| Excerpted passage |
****************************************
Linden Hills Co-op, Eastside Food Co-op and Kowalski's Market are still adding $2 an hour hazard pay to their workers' wages for another month.
However, most of the temporary pay bumps put into effect as the coronavirus pandemic started to hit the U.S. have expired. Some retailers have permanently raised wages, but for the most part, as demand for grocery staples levels off, the hazard pay is going away as well.
"The hazard pay is an important acknowledgment from employers that employees are taking on additional health risks and workloads," said Matt Utecht, president of United Food and Commercial Workers (UFCW) Local 663.
Seward Community Co-op workers, represented by UFCW 663, became the first unionized supermarket in the Twin Cities to negotiate a $15 an hour minimum wage. Nonunion Target, which had also added hazard pay in the spring, permanently raised minimum wage to $15 an hour in July, when the temporary bump ended.
****************************************
| Information given |

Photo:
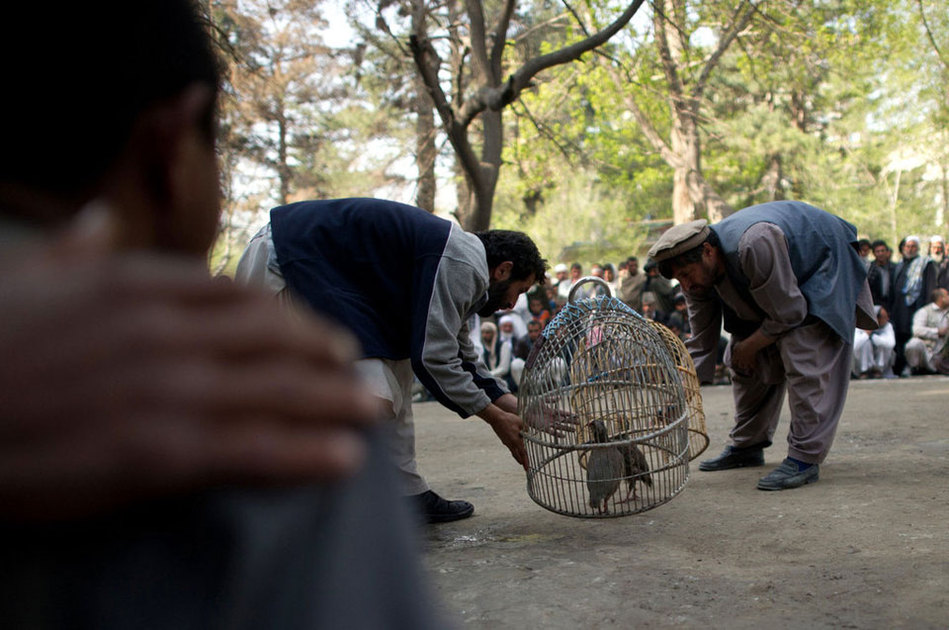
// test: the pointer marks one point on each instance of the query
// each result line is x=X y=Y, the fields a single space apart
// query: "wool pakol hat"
x=679 y=239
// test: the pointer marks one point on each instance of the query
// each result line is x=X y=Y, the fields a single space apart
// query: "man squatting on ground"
x=406 y=282
x=791 y=287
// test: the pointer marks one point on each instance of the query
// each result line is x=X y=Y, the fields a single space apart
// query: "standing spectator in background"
x=880 y=276
x=937 y=251
x=875 y=350
x=498 y=352
x=609 y=276
x=679 y=318
x=649 y=308
x=632 y=283
x=522 y=350
x=535 y=306
x=866 y=250
x=576 y=272
x=930 y=328
x=914 y=281
x=560 y=275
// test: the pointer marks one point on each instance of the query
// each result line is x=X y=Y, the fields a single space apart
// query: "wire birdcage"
x=605 y=411
x=698 y=434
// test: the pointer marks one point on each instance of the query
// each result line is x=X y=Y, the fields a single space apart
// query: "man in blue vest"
x=405 y=282
x=787 y=281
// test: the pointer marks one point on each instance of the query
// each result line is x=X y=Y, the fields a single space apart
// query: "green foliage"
x=844 y=104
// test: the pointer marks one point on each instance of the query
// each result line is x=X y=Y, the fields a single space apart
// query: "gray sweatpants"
x=813 y=364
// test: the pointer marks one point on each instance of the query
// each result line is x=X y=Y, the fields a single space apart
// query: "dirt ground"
x=865 y=547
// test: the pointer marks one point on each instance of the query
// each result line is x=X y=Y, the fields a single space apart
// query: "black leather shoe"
x=787 y=476
x=435 y=509
x=733 y=457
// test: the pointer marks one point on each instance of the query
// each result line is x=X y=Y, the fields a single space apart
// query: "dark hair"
x=667 y=267
x=517 y=247
x=79 y=74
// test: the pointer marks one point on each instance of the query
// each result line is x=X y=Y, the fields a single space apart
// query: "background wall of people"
x=910 y=289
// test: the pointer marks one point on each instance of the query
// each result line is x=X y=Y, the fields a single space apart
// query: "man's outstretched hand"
x=127 y=376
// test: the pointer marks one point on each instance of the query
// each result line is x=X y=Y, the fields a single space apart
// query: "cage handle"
x=588 y=280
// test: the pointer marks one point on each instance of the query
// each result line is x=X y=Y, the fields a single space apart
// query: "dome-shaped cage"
x=605 y=412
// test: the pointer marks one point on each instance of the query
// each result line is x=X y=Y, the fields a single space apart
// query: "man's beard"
x=496 y=294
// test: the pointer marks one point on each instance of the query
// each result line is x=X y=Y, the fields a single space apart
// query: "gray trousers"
x=813 y=364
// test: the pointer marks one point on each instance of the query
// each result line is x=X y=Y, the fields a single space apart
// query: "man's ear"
x=503 y=271
x=173 y=131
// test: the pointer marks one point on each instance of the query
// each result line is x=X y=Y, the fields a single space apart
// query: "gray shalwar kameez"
x=808 y=357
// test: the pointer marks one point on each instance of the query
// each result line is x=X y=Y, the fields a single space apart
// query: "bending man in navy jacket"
x=786 y=279
x=406 y=282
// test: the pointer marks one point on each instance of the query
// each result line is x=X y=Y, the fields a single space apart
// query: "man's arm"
x=765 y=261
x=705 y=318
x=502 y=416
x=132 y=376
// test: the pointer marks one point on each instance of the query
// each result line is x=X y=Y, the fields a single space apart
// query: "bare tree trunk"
x=480 y=91
x=425 y=149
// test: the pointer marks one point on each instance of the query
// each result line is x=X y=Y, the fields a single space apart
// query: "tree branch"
x=496 y=97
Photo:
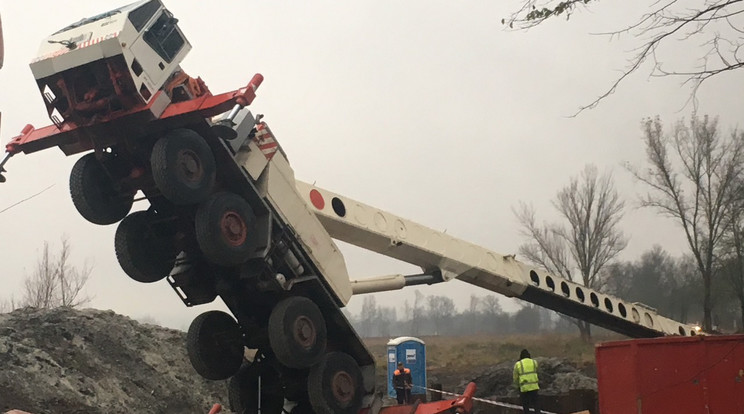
****************************************
| Problem 1 |
According to the grocery hazard pay article, who is president of UFCW Local 663?
| Problem 2 |
Name every retailer mentioned in the grocery hazard pay article.
| Problem 3 |
Carry the grocery hazard pay article forward from its last sentence.
The material was drawn from a separate source.

| Response box 1 |
Matt Utecht

| Response box 2 |
Linden Hills Co-op, Eastside Food Co-op, Kowalski's Market, Seward Community Co-op, Target

| Response box 3 |
Coborn's Inc. implemented an hourly "hero pay" increase for all front-line hourly employees and other incentives for exempt employees in March.
"While we have no current plans in place to remove those programs, we do review all our pandemic response programs monthly," said Dennis Host, vice president of marketing for Coborn's.
The $2 an hour hazard pay for Cub Foods workers, though, expired July 4. Cub workers also were given store gift cards worth anywhere from $100 to $400.
Lunds & Byerlys employees will receive a bonus of about 4% of eligible wages from April 13 to Sept. 27. The profit-sharing bonus will be paid in November.